Task brief => Swap "knob" for "dial" in the material from the line containing "Question. Provide a point on each instance of the vertical" through the line containing "x=1226, y=375", leaving everything else unchanged, and give only those lines.

Entries provided =>
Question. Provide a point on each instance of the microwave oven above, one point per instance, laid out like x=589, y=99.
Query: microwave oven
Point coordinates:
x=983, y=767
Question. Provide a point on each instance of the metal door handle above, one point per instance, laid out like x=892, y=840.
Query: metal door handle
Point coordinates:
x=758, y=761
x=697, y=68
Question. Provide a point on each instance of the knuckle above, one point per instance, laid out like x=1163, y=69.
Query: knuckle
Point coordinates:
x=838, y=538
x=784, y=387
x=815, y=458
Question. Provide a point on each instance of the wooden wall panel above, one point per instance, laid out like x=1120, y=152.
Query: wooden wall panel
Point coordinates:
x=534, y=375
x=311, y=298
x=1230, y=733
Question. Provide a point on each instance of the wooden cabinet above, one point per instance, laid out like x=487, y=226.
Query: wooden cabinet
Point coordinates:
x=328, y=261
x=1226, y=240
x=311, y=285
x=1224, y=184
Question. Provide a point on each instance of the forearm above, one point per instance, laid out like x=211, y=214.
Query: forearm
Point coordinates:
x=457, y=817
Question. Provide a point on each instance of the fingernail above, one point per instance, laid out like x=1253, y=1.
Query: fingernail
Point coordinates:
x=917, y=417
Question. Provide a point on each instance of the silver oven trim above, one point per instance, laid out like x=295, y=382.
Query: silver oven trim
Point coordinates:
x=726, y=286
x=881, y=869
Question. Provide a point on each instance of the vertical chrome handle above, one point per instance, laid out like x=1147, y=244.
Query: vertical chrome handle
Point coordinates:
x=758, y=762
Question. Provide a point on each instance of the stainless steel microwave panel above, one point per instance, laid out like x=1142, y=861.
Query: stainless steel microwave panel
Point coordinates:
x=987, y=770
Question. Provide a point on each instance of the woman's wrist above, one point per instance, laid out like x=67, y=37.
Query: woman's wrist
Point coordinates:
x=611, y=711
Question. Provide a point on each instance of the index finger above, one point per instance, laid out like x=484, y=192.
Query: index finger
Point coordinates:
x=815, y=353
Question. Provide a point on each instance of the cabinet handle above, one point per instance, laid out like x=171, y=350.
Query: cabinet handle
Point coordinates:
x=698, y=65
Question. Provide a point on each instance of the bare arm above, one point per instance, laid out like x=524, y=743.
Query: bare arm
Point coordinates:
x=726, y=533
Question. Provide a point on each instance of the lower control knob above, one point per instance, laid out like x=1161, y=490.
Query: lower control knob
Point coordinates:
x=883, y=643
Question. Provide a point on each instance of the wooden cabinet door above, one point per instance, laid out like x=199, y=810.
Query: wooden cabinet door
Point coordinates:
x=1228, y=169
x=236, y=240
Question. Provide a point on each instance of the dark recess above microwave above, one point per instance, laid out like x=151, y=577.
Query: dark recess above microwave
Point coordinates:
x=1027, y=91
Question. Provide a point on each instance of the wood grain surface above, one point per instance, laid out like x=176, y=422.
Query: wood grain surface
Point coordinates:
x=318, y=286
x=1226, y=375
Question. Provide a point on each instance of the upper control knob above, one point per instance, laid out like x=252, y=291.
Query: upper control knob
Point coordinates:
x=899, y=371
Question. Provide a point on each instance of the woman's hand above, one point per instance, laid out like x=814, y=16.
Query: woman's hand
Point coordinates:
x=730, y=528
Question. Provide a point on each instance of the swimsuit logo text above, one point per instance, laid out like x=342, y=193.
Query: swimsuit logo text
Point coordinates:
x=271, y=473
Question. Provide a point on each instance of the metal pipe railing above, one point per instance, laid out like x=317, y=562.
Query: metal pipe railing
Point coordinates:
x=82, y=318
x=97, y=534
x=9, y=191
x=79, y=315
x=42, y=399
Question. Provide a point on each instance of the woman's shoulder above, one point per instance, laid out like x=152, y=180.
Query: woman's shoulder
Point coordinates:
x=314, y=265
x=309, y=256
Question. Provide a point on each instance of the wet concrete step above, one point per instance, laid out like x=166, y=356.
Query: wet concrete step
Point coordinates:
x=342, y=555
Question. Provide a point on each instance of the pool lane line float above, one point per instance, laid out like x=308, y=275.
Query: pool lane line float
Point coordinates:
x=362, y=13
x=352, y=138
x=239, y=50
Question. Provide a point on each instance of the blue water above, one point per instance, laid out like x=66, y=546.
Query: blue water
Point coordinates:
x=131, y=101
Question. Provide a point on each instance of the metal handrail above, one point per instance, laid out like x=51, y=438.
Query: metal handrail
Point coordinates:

Response =>
Question. Provide a point on each instance of the vertical chrome handle above, one point per instance, laid out like x=1147, y=244.
Query: vertical chrome handle
Point coordinates:
x=758, y=762
Question. Provide a point on each instance of the stainless steel microwave panel above, one point per instance, laid out like x=1142, y=861.
Query: stainless steel microwave panel
Point coordinates:
x=987, y=770
Question. Provide a point on each instance of the woman's wrist above, one point per instance, laid out like x=67, y=37.
Query: woman's wrist
Point coordinates:
x=611, y=711
Question. Provide a point on each instance of the index finger above, one point per instance, laid out like x=484, y=192.
Query: index finger
Point coordinates:
x=815, y=353
Question. Provide a point on each instance of the cabinet handle above, one point per instance, laid out like x=171, y=350.
Query: cabinet handle
Point coordinates:
x=698, y=65
Question. Provide a point on each instance of the bare arm above, one point per instance, laid out like x=524, y=743.
Query: bare arm
Point coordinates:
x=726, y=533
Question. Provide a point on each instance of the lower control dial above, one point per instance, laid out like x=1161, y=490.
Query: lower control dial
Point coordinates:
x=883, y=643
Question. Provide a point on each instance of the wooden cabinet door above, one point per instance, laid out like x=199, y=810.
Query: wooden cabinet door
Point coordinates:
x=1228, y=169
x=236, y=240
Question. Provide a point on each instance of the dark recess above microwave above, one point per instance, laid out like x=151, y=577.
Query: dark recess above microwave
Point coordinates:
x=1027, y=91
Question. Provide a point on each instance of the wood grain surface above, one point per instance, laid out like x=176, y=422.
Query: wood grain surface
Point coordinates:
x=318, y=286
x=1226, y=375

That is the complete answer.